• THE EXERCISE: Turn every line of the listing below into a Markdown table with two columns, "Row" and "Listing line". Number the rows in order and leave out blank lines.

• ENTRIES PROVIDED:

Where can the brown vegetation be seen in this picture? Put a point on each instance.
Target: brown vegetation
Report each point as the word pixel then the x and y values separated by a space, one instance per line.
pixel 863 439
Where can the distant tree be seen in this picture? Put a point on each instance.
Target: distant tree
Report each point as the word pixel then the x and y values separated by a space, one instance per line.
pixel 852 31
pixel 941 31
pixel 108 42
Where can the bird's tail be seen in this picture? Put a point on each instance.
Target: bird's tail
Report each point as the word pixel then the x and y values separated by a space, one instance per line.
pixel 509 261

• EXPECTED ANSWER:
| Row | Listing line |
|---|---|
| 1 | Where can the brown vegetation be seen in this picture? Put a point on each instance. |
| 2 | Target: brown vegetation |
| 3 | Report each point as the word pixel then the x and y values separated by a space, one instance per line. |
| 4 | pixel 863 439 |
| 5 | Where can the distant tree be seen in this picture? Put a point on each instance. |
| 6 | Target: distant tree |
| 7 | Report each point as the word pixel then the x and y values separated by a space, one instance per line. |
| 8 | pixel 852 31 |
| 9 | pixel 941 31 |
| 10 | pixel 108 42 |
| 11 | Where can the bird's tail be seen in this picture? Put a point on each instance. |
| 12 | Target: bird's tail |
| 13 | Report each point as the word pixel then the x and y values separated by a space, one instance per line. |
| 14 | pixel 509 261 |